§ **Exercise description**
Starting with the line that contains "negative clicks: (172, 5) (164, 17)" and going on through the last of the lines, format those lines as a Markdown table with a column "Row" for the row number and a column "Line" for the line itself, leaving out any blank lines.
+ + + + +
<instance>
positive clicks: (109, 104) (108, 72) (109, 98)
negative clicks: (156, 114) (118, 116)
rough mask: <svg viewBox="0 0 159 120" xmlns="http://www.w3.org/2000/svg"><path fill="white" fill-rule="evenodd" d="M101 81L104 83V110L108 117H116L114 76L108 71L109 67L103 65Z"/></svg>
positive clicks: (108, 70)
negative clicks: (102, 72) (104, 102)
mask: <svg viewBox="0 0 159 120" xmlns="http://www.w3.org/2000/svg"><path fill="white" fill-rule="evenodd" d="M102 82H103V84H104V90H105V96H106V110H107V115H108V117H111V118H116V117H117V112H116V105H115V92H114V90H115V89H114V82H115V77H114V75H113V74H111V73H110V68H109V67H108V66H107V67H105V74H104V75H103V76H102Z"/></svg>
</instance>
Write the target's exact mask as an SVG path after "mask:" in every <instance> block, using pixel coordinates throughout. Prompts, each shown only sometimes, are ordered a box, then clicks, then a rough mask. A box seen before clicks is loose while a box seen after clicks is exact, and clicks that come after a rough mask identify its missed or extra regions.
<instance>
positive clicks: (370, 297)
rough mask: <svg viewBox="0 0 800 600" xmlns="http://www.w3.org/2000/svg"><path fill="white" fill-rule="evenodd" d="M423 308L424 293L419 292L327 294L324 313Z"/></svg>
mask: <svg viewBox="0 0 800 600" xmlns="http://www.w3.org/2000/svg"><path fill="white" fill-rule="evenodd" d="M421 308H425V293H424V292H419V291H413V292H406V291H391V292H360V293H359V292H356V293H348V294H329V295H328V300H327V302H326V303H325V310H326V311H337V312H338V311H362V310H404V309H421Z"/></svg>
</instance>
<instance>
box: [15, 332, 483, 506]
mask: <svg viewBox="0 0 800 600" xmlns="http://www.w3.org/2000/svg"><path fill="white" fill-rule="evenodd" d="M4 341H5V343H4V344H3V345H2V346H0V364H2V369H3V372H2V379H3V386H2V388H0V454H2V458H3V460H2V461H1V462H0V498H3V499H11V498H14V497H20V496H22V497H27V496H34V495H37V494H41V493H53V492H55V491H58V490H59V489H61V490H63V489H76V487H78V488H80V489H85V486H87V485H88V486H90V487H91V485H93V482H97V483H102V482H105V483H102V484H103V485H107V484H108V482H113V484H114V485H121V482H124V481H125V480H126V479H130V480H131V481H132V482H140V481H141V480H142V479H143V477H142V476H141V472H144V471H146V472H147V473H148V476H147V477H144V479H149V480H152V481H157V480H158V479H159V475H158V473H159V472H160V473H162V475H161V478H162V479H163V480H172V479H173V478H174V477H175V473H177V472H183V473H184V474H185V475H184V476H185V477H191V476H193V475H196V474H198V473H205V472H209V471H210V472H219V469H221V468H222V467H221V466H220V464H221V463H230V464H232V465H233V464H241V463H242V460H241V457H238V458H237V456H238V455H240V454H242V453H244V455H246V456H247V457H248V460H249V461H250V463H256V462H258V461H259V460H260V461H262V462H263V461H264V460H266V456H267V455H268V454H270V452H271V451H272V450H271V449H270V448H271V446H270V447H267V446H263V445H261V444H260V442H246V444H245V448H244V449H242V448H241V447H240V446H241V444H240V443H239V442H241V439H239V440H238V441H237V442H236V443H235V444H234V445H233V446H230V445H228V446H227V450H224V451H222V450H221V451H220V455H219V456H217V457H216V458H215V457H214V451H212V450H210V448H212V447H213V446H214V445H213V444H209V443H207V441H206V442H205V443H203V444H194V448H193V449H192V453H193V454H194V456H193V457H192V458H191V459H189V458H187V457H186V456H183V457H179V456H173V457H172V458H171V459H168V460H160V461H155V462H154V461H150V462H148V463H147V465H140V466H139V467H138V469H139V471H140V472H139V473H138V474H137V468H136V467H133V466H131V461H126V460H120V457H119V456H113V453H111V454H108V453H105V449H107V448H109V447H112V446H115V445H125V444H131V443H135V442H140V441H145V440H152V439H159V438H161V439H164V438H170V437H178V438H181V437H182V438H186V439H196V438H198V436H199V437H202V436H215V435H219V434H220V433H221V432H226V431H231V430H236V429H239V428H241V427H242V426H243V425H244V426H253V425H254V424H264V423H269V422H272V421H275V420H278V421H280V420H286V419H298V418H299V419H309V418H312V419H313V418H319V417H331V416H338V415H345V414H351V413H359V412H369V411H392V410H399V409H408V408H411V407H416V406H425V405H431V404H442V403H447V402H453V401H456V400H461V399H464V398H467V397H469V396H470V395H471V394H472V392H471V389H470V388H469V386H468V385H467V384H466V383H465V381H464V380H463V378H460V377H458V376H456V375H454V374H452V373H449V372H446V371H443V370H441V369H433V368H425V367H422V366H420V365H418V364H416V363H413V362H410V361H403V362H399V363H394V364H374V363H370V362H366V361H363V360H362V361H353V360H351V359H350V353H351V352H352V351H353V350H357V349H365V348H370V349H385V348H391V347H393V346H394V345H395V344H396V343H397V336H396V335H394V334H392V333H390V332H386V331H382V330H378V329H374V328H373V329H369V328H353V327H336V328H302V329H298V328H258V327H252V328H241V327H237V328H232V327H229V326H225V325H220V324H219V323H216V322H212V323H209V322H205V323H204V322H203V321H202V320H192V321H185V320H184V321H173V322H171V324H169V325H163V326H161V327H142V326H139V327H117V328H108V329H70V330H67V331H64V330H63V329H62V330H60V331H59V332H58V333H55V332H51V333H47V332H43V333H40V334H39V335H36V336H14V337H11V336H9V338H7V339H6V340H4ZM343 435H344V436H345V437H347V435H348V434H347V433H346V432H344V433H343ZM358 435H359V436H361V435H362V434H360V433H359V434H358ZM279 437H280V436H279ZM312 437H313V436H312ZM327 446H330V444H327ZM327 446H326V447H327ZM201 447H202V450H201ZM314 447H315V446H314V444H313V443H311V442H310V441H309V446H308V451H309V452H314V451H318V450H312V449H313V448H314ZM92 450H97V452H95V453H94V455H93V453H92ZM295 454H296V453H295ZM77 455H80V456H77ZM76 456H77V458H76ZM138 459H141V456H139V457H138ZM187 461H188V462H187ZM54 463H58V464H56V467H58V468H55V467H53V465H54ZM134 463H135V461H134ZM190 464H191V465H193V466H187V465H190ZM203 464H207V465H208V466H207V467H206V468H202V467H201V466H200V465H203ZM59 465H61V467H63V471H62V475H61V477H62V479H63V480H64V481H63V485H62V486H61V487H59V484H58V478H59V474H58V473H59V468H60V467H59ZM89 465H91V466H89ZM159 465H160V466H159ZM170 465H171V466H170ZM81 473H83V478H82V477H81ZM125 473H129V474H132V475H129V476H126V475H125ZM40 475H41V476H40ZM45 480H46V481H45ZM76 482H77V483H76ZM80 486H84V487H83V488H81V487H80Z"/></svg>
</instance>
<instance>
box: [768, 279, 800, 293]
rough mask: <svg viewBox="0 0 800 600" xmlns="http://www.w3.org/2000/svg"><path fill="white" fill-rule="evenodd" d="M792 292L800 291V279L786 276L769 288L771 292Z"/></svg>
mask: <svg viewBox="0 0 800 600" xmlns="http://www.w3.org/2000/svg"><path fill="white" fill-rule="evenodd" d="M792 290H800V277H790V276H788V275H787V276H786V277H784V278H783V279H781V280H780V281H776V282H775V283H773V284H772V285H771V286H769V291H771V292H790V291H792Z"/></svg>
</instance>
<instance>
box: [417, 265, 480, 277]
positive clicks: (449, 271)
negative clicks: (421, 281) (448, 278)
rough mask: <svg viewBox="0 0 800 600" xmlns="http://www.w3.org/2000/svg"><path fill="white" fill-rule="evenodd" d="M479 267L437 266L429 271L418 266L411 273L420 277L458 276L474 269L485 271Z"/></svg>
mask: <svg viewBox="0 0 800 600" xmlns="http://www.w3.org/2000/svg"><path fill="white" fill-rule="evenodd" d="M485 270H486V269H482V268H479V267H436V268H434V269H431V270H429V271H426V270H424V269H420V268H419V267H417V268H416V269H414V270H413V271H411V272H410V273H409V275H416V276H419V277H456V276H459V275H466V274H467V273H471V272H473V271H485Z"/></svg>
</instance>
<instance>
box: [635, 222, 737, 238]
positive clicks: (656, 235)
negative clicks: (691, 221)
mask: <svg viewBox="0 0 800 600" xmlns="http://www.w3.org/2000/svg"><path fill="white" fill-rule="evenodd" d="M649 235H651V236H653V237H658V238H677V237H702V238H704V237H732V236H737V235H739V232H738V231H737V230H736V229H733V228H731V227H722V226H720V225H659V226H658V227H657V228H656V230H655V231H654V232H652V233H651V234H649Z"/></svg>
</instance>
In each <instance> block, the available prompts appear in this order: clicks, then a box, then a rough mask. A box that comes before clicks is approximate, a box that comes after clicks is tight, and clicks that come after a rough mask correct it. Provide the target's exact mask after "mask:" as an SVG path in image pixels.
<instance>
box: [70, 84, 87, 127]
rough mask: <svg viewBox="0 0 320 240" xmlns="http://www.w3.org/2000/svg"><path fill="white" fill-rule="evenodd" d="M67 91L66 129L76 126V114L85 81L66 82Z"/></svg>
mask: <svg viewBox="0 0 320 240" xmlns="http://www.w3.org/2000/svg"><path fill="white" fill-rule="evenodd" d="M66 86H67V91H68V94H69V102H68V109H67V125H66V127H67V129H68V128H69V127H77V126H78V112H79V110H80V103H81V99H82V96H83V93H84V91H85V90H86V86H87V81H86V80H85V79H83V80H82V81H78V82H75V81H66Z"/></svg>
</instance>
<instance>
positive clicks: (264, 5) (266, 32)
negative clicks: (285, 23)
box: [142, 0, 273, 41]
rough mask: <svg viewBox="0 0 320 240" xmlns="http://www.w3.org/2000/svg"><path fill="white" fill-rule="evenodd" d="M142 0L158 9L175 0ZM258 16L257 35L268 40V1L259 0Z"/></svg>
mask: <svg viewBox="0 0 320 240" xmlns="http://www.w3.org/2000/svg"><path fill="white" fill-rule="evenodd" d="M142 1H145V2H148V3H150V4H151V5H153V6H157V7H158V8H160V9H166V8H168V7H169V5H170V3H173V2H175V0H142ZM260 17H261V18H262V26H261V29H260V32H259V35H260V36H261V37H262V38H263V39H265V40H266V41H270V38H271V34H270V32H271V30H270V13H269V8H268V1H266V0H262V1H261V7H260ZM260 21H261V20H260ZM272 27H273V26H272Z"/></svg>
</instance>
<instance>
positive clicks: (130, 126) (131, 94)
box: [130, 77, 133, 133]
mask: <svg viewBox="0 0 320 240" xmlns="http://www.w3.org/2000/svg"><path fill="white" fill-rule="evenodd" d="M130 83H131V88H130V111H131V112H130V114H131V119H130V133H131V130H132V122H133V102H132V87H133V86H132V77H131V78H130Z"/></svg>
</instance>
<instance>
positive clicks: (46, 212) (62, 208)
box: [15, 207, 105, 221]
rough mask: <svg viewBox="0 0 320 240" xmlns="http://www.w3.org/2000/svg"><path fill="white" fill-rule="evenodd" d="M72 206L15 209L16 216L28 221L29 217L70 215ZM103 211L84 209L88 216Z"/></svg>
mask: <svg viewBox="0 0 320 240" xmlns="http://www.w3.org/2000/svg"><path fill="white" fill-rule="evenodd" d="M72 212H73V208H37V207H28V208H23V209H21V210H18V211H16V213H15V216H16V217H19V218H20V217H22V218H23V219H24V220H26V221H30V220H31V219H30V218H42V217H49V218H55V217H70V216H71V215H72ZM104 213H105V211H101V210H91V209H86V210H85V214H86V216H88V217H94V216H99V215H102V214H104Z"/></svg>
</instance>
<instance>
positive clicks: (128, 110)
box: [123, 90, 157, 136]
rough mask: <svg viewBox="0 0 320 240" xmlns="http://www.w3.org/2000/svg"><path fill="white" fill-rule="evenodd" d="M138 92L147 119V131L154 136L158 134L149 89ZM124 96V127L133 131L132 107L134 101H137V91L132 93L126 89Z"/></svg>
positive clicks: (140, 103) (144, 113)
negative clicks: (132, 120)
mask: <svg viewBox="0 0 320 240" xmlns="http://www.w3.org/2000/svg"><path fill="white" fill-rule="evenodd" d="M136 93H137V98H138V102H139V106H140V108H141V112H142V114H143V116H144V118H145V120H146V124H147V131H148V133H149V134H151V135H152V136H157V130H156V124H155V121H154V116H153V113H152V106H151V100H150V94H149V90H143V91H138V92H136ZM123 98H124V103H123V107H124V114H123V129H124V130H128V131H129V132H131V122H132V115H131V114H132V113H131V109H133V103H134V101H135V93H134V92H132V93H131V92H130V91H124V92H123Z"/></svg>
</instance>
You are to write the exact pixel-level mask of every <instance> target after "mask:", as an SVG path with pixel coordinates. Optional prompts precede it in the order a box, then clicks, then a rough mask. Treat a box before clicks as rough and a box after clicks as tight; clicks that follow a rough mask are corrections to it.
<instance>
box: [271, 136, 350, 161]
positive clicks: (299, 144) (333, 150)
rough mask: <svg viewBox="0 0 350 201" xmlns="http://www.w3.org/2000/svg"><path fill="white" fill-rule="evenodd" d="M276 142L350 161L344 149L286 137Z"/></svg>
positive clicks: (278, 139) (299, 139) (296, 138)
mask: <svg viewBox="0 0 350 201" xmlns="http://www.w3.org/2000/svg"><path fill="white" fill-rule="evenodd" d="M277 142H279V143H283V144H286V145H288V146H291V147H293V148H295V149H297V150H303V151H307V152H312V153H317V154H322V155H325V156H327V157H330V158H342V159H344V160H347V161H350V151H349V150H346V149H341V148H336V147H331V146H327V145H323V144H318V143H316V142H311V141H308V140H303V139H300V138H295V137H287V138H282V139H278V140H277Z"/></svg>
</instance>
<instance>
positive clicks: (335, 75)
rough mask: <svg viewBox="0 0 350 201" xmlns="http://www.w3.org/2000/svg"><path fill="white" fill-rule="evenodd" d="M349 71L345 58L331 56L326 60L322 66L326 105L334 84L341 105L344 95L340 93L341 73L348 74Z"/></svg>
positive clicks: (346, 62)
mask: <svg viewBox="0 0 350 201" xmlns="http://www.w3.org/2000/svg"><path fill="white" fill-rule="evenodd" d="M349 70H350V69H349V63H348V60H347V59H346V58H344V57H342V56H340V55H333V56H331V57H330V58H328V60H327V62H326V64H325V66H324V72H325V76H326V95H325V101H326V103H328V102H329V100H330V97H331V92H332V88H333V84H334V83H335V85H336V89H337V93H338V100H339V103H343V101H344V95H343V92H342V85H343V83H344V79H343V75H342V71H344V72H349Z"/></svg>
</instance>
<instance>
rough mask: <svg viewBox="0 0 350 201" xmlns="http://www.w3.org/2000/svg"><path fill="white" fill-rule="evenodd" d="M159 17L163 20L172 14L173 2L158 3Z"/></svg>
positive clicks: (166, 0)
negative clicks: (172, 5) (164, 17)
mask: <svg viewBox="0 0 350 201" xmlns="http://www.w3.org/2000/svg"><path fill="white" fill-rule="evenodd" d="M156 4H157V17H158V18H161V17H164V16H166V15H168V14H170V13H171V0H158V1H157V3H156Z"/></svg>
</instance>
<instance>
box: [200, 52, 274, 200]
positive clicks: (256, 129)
+ + + + +
§ **Result**
| Row | Line |
|---|---|
| 1 | negative clicks: (172, 5) (164, 17) |
| 2 | mask: <svg viewBox="0 0 350 201" xmlns="http://www.w3.org/2000/svg"><path fill="white" fill-rule="evenodd" d="M156 4H157V17H158V18H161V17H164V16H166V15H168V14H170V13H171V0H158V1H157V3H156Z"/></svg> |
| 3 | </instance> |
| 4 | <instance> |
| 5 | box: [200, 52, 274, 200] |
| 6 | positive clicks: (256, 129) |